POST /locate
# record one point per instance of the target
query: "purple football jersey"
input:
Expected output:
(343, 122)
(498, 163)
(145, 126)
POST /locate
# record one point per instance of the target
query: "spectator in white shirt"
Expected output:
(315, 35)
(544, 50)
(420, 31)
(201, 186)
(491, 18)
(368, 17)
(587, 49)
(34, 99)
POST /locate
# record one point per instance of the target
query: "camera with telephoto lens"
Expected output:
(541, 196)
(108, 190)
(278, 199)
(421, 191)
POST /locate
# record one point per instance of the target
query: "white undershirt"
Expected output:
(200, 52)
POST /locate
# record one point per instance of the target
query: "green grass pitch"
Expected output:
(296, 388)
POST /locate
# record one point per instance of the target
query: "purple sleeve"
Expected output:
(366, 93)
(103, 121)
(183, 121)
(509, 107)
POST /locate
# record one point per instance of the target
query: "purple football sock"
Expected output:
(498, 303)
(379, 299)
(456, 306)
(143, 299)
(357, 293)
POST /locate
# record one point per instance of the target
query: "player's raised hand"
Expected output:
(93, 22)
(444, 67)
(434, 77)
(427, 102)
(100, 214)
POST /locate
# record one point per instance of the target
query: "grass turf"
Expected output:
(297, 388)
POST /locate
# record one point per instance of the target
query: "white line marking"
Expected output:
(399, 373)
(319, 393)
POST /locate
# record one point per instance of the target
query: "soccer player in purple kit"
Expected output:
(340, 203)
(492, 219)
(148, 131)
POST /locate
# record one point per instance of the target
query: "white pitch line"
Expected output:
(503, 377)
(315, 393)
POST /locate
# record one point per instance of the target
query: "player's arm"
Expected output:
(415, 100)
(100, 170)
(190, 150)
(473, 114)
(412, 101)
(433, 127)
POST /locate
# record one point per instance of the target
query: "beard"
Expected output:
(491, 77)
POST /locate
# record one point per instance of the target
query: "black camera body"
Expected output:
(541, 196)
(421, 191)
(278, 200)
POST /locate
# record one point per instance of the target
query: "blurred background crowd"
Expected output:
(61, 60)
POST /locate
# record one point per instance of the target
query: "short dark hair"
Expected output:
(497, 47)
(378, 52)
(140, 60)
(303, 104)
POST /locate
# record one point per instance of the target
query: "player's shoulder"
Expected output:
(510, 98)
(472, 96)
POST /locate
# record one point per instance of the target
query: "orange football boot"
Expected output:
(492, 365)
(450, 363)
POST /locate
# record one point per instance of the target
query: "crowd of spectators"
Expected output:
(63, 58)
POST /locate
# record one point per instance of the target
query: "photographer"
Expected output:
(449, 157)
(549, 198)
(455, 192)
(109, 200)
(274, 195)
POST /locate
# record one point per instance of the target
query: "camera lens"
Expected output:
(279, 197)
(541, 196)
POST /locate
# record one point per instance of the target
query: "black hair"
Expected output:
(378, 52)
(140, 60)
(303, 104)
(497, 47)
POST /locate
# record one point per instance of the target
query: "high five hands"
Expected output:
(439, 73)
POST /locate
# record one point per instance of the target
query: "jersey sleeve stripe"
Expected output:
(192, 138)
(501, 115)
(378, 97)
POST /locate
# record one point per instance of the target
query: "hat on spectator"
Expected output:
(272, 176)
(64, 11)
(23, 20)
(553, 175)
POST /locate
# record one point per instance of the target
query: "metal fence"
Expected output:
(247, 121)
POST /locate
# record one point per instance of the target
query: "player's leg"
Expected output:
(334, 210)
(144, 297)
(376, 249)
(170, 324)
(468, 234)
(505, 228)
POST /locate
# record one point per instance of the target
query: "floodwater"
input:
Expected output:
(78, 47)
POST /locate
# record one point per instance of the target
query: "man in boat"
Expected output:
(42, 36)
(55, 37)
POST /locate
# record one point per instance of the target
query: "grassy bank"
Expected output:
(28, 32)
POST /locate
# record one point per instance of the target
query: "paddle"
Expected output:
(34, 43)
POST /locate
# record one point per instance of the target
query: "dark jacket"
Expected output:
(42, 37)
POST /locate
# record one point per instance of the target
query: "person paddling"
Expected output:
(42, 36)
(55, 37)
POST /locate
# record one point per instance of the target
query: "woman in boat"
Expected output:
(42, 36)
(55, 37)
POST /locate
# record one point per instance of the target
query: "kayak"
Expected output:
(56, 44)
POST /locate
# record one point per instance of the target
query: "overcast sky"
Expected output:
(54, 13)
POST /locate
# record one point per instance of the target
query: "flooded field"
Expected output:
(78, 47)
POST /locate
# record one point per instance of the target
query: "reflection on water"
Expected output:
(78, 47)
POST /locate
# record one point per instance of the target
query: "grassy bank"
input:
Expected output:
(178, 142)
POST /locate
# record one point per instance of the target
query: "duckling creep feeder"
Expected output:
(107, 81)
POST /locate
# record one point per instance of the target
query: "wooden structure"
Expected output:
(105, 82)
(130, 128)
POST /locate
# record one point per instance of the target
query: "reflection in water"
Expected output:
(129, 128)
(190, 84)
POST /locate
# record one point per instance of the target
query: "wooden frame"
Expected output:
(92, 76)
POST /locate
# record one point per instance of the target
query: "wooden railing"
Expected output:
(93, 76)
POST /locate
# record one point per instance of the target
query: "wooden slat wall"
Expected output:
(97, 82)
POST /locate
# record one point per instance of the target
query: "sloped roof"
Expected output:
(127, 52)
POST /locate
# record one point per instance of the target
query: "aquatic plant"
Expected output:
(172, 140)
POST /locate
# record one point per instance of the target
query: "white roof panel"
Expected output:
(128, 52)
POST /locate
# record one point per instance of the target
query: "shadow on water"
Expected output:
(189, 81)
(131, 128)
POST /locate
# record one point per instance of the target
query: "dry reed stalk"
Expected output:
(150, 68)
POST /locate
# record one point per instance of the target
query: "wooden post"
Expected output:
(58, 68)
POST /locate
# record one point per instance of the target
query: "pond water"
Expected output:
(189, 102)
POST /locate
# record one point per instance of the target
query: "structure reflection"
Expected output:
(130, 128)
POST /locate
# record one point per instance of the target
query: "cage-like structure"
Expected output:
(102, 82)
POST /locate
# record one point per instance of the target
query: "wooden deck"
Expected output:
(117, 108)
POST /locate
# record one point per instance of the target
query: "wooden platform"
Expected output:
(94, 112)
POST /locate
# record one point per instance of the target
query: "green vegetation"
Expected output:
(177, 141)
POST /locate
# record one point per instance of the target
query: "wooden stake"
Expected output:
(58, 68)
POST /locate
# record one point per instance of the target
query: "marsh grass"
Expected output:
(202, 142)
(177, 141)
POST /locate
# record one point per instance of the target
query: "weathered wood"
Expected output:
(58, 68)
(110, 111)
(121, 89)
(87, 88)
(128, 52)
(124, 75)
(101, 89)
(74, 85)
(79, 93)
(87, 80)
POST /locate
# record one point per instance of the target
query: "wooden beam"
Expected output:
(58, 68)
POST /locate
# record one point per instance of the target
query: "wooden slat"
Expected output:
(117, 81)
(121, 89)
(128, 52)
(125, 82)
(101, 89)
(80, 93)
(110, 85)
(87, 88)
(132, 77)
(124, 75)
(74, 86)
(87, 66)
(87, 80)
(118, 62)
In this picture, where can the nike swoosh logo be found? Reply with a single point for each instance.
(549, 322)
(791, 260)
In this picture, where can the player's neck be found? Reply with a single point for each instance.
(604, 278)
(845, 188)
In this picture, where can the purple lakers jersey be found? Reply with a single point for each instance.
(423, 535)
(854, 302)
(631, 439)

▶ [Task brief]: Please take the whole listing and write it out exactly.

▶ [Task answer]:
POST /locate
# record one point per instance of the target
query: "purple football jersey"
input:
Expected output:
(343, 122)
(498, 163)
(145, 126)
POST /locate
# record one point per instance of the target
query: "spectator in white shirt"
Expected output:
(315, 35)
(544, 50)
(420, 31)
(201, 186)
(491, 18)
(368, 17)
(587, 49)
(34, 99)
POST /locate
# record one point per instance of the target
query: "camera with telephoto lens"
Expected output:
(541, 196)
(108, 190)
(278, 199)
(421, 191)
POST /locate
# record one point per instance of the target
query: "white undershirt"
Expected output:
(200, 52)
POST /locate
# record one point per instance of the target
query: "green grass pitch"
Expected output:
(296, 388)
POST /locate
# record one point per instance of the target
query: "purple sleeve"
Expected output:
(366, 93)
(103, 121)
(183, 121)
(509, 107)
POST /locate
# record one point per instance of the target
query: "purple football sock"
Expected output:
(498, 303)
(379, 299)
(456, 306)
(143, 299)
(357, 293)
POST /locate
# record one point per instance of the target
query: "player's raised hand"
Expected output:
(93, 22)
(444, 67)
(434, 77)
(427, 102)
(100, 214)
POST /locate
# record one point per instance of the target
query: "grass turf"
Expected output:
(297, 388)
POST /locate
# record one point per instance of the target
query: "white line marking"
Expected output:
(399, 373)
(319, 393)
POST /locate
# record one point per instance of the target
query: "soccer player in purple kit"
Expected output:
(340, 203)
(492, 219)
(148, 131)
POST /locate
# record one point per instance of the target
query: "white pitch line"
Expected output:
(503, 377)
(315, 393)
POST /locate
# record one point per instance of the target
query: "player's arm"
Expected output:
(415, 100)
(100, 170)
(190, 150)
(473, 114)
(412, 101)
(433, 127)
POST /locate
# record one point per instance of the target
query: "beard"
Expected output:
(491, 77)
POST /locate
# record one point per instance of the target
query: "black camera body"
Expected output:
(541, 196)
(421, 191)
(278, 200)
POST /locate
# record one point per instance of the target
query: "blurred background crowd"
Expected output:
(61, 60)
POST /locate
# record one point per instance of the target
query: "short dark hair"
Expected output:
(497, 47)
(378, 52)
(140, 60)
(303, 104)
POST /locate
# record one point per instance of the target
query: "player's shoulder"
Expected output:
(510, 98)
(472, 96)
POST /locate
# record one point per instance of the target
query: "orange football boot"
Expected output:
(492, 365)
(450, 363)
POST /locate
# record one point per instance of the target
query: "crowd of spectators"
Expected output:
(63, 58)
POST /locate
# record one point per instance of the target
query: "photographer"
Expected output:
(449, 157)
(549, 198)
(455, 192)
(109, 200)
(274, 195)
POST /locate
# record one point per instance of the target
query: "camera lens"
Expected output:
(279, 197)
(541, 196)
POST /locate
# record one point per instance of the target
query: "black hair"
Expected output:
(378, 52)
(140, 60)
(303, 104)
(497, 47)
POST /locate
# record one point per instance of the target
query: "high five hands"
Expected output:
(439, 73)
POST /locate
# record one point per instance of the target
query: "jersey sleeve stripe"
Expected output:
(192, 138)
(501, 115)
(378, 97)
POST /locate
# record one point per instance of the target
query: "hat on spectator"
Expected output:
(272, 176)
(64, 11)
(23, 20)
(553, 175)
POST /locate
# record one point per instance of the target
query: "metal fence"
Expected output:
(247, 121)
POST /locate
# record one point per instance of the target
query: "player's leg"
Expected output:
(334, 210)
(144, 297)
(376, 249)
(170, 324)
(468, 234)
(505, 228)
POST /locate
# record one point per instance of the target
query: "floodwater"
input:
Expected output:
(78, 47)
POST /locate
# record one point per instance of the target
query: "man in boat"
Expected output:
(42, 36)
(55, 37)
POST /locate
# record one point per instance of the target
query: "grassy bank"
Expected output:
(28, 32)
POST /locate
# record one point per instance of the target
query: "paddle"
Expected output:
(34, 43)
POST /locate
# record one point per instance of the target
query: "dark jacket"
Expected output:
(42, 37)
POST /locate
# record one point per instance of the target
query: "person paddling"
Expected output:
(42, 36)
(55, 37)
POST /locate
# record one point per instance of the target
query: "woman in boat"
Expected output:
(42, 36)
(55, 37)
POST /locate
# record one point per instance of the target
query: "kayak"
Expected output:
(56, 44)
POST /locate
# record one point per instance of the target
query: "overcast sky"
Expected output:
(54, 13)
POST /locate
# record one point per instance of the target
query: "flooded field"
Expected output:
(78, 47)
POST /locate
# record one point per instance of the target
query: "reflection on water"
Expected output:
(78, 47)
POST /locate
# record one point per instance of the target
query: "grassy bank"
input:
Expected output:
(178, 142)
POST /locate
# record one point per instance of the target
query: "duckling creep feeder"
Expected output:
(107, 81)
POST /locate
# record one point per instance of the target
query: "wooden structure"
Expected output:
(105, 82)
(130, 128)
POST /locate
# record one point per instance of the target
query: "reflection in water"
Expected output:
(129, 128)
(190, 84)
POST /locate
# record one point per instance of the target
query: "wooden frame"
Expected output:
(92, 76)
POST /locate
# record one point per instance of the target
query: "wooden railing"
Expected output:
(93, 76)
POST /locate
# record one point per instance of the target
query: "wooden slat wall"
Expected output:
(97, 82)
POST /locate
# record one point per instance of the target
query: "sloped roof"
Expected output:
(127, 52)
POST /locate
# record one point per instance of the target
query: "aquatic plant"
Expected output:
(172, 140)
POST /locate
# record one point per instance of the target
query: "white roof panel"
Expected output:
(128, 52)
POST /locate
# record one point per instance of the target
query: "shadow on water"
Expected output:
(189, 81)
(131, 128)
POST /locate
# record one point per instance of the target
query: "dry reed stalk"
Expected output:
(150, 68)
POST /locate
# record one point per instance of the target
query: "wooden post"
Expected output:
(58, 68)
POST /locate
# record one point per instance of the target
query: "pond water"
Expected output:
(189, 102)
POST /locate
# record one point per instance of the target
query: "structure reflection"
Expected output:
(130, 128)
POST /locate
# record one point per instance of the target
query: "cage-like structure"
Expected output:
(102, 82)
POST /locate
# record one point per instance of the target
query: "wooden deck"
Expected output:
(117, 108)
POST /locate
# record one point per instance of the target
query: "wooden platform"
Expected output:
(94, 112)
POST /locate
# record one point per instance of the target
query: "green vegetation"
Expected output:
(177, 141)
POST /locate
# record one point per instance of the target
query: "wooden stake"
Expected output:
(58, 68)
POST /locate
# record one point per instance of the target
query: "marsh grass"
Expected output:
(202, 142)
(177, 141)
POST /locate
# record one point per instance of the target
query: "weathered wood"
Expected output:
(58, 68)
(110, 111)
(121, 89)
(87, 88)
(128, 52)
(124, 75)
(101, 89)
(74, 85)
(79, 93)
(87, 80)
POST /locate
# record one point per instance of the target
query: "wooden beam"
Expected output:
(58, 68)
POST /locate
# record one point per instance of the target
query: "wooden slat"
Expected output:
(117, 81)
(121, 89)
(128, 52)
(125, 82)
(101, 89)
(80, 93)
(110, 85)
(87, 88)
(132, 77)
(124, 75)
(74, 86)
(87, 66)
(87, 80)
(118, 62)
In this picture, where can the nike swoosh logo be found? Reply with a single point for each instance.
(549, 322)
(791, 260)
In this picture, where can the player's neck be found? Reply with a single point for each instance.
(604, 278)
(845, 188)
In this picture, where can the purple lakers jersey be found? Reply with a single point for each instance.
(423, 535)
(854, 302)
(631, 439)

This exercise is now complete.